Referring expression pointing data
· · · · ·
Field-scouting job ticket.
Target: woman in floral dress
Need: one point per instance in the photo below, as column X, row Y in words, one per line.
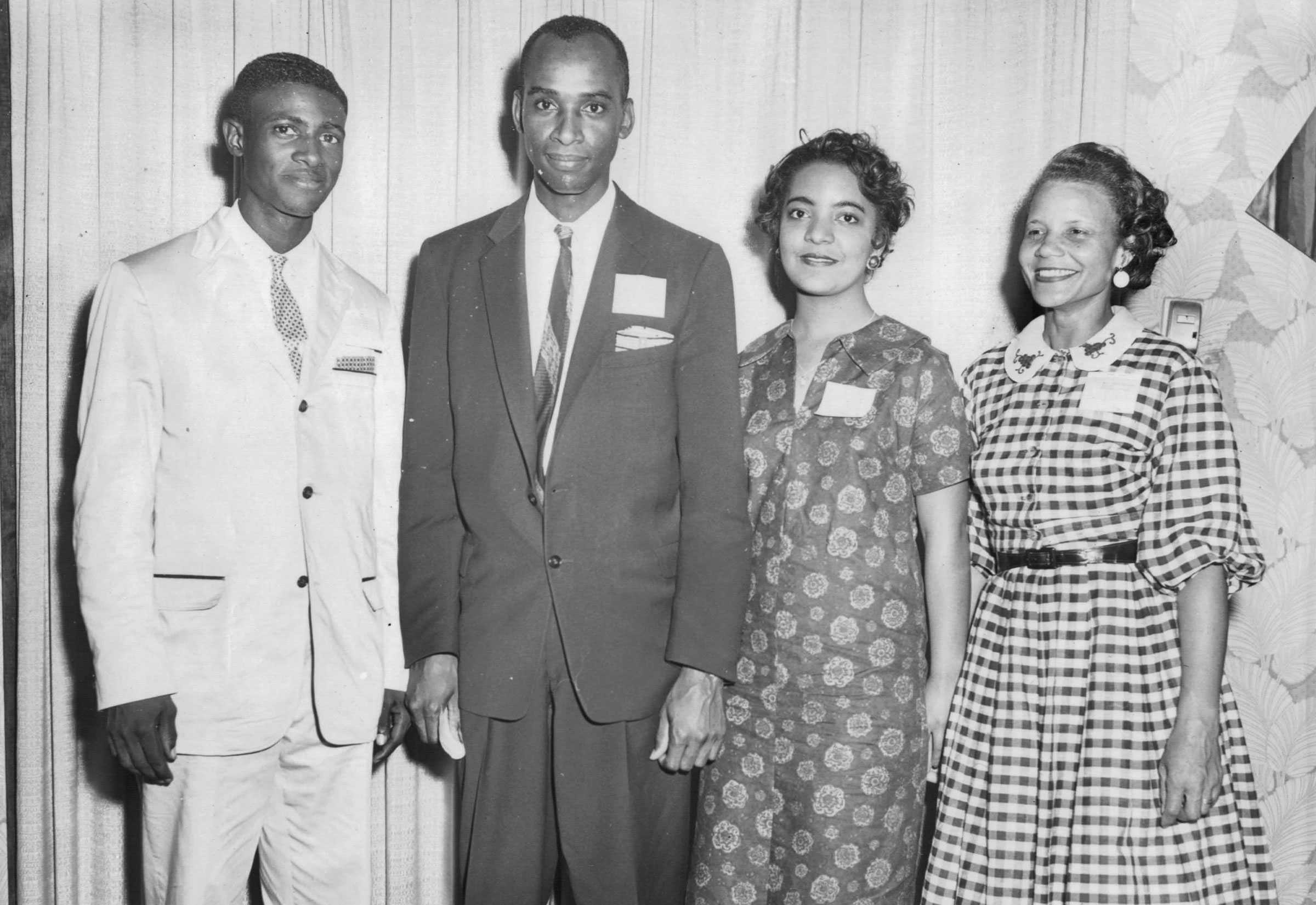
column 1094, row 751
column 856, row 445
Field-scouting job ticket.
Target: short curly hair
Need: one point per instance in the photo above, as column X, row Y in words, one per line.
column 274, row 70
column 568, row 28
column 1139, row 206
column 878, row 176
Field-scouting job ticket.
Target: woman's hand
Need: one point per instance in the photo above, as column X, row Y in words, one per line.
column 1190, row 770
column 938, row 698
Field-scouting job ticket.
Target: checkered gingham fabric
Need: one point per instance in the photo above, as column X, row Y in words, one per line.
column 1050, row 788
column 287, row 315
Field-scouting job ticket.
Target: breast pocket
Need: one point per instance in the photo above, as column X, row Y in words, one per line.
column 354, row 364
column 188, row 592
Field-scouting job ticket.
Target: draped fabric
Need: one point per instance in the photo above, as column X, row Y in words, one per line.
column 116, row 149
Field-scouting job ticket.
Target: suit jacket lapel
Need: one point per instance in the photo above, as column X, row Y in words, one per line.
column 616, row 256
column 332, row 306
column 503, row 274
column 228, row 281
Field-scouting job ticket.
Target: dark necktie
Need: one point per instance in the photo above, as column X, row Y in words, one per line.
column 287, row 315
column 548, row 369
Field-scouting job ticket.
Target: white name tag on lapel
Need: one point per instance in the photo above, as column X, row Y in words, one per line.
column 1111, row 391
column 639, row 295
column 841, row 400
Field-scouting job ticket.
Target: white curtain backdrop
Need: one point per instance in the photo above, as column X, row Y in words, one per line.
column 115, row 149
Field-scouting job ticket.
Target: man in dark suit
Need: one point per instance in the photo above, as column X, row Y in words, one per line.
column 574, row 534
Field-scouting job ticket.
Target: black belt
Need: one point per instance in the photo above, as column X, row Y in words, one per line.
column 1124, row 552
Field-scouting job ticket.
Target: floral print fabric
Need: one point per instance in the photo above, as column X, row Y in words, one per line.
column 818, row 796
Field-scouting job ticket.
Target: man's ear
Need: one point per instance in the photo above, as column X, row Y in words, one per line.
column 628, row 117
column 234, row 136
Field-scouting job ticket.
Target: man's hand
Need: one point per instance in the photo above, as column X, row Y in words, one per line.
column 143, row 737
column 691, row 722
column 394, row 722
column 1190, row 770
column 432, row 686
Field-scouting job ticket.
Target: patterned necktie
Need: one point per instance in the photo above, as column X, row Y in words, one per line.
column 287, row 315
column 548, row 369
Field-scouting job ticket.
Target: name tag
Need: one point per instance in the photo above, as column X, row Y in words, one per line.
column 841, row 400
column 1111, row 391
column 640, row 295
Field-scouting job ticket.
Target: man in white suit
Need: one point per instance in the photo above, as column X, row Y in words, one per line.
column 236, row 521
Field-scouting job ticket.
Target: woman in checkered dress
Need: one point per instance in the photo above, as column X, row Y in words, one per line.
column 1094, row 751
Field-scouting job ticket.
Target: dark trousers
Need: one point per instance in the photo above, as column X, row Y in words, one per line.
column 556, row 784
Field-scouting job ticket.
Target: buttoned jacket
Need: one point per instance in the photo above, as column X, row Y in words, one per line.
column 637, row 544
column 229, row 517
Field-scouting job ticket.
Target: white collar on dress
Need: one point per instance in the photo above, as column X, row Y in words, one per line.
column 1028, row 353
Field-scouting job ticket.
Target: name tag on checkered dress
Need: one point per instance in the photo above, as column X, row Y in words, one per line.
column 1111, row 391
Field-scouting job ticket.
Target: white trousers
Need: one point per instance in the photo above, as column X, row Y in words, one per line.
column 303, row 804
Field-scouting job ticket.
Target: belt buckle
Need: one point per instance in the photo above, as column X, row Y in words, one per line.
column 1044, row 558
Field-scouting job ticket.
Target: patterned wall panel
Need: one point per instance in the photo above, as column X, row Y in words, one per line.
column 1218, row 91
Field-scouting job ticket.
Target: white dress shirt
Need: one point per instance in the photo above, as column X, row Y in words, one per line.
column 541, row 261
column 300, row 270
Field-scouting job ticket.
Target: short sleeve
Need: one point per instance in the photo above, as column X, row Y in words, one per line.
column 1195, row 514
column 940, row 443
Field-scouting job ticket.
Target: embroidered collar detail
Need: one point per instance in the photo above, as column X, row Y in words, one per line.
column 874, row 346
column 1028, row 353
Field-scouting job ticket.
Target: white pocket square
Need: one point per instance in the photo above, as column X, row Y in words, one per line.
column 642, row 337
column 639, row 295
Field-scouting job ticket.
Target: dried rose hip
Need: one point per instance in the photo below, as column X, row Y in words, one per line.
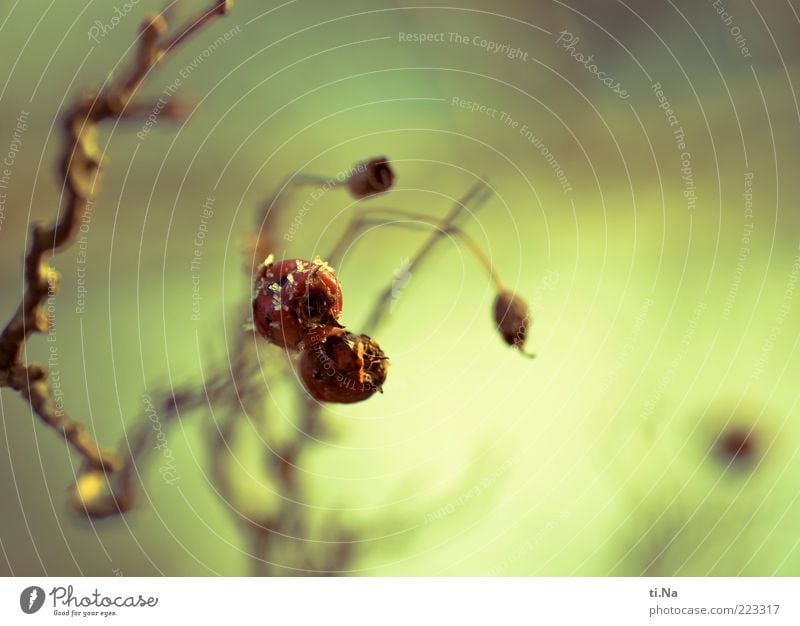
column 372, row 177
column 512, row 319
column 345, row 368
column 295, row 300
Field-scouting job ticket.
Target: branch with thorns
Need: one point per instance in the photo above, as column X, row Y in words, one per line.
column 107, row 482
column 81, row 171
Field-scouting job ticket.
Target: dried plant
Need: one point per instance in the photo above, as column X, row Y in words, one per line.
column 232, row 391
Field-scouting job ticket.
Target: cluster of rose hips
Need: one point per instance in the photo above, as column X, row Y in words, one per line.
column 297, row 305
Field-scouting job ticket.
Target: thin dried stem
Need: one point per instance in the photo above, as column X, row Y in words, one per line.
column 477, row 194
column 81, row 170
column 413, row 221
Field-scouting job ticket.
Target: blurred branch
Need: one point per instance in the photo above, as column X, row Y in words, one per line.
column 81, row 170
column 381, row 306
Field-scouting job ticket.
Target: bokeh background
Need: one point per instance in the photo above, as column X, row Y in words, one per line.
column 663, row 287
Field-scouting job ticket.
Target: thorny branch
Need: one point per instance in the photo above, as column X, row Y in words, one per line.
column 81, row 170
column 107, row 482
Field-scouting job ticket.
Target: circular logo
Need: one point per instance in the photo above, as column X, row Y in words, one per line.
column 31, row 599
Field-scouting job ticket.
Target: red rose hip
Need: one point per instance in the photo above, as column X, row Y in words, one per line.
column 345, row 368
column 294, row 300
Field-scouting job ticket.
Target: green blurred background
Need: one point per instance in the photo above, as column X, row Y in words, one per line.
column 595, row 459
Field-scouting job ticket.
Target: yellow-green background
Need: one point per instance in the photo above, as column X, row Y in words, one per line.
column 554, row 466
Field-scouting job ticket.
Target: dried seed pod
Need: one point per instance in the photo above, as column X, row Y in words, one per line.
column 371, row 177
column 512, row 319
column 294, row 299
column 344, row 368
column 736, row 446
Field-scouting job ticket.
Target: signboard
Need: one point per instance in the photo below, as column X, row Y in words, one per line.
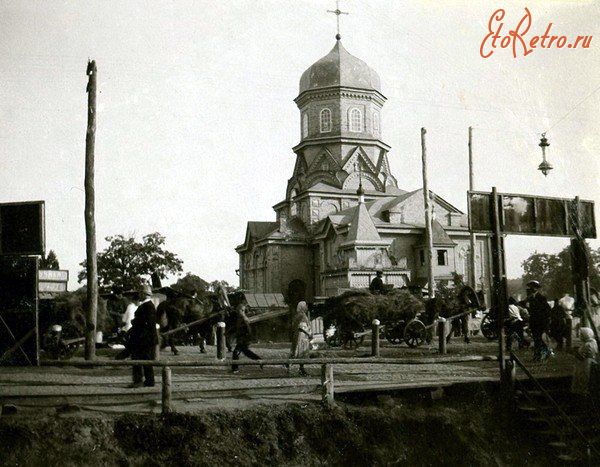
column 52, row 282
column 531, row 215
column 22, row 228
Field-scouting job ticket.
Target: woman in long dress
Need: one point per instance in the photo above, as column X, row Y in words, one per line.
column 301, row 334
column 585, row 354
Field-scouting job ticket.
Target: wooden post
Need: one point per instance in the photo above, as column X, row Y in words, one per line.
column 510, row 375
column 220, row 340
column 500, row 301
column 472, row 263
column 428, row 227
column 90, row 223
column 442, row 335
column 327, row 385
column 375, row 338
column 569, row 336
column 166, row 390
· · · · ·
▶ _TASK GOAL_: In the answer, repeat exactly the lines from the top of the entries above through the line with "Target: woman's hand", and leave pictures out of it.

▶ _TASK OUTPUT_:
Field-scouting job ticket.
Target: woman in floral dress
Need: one point per instance in the photo below, as column X, row Y in words, one per line.
column 1094, row 751
column 856, row 445
Field-scouting job ticket.
Target: short curly hair
Need: one point per instance in the photo above, as column X, row Y in words, one per line.
column 274, row 70
column 568, row 28
column 1139, row 206
column 878, row 176
Field-scouting job ticket.
Target: woman's hand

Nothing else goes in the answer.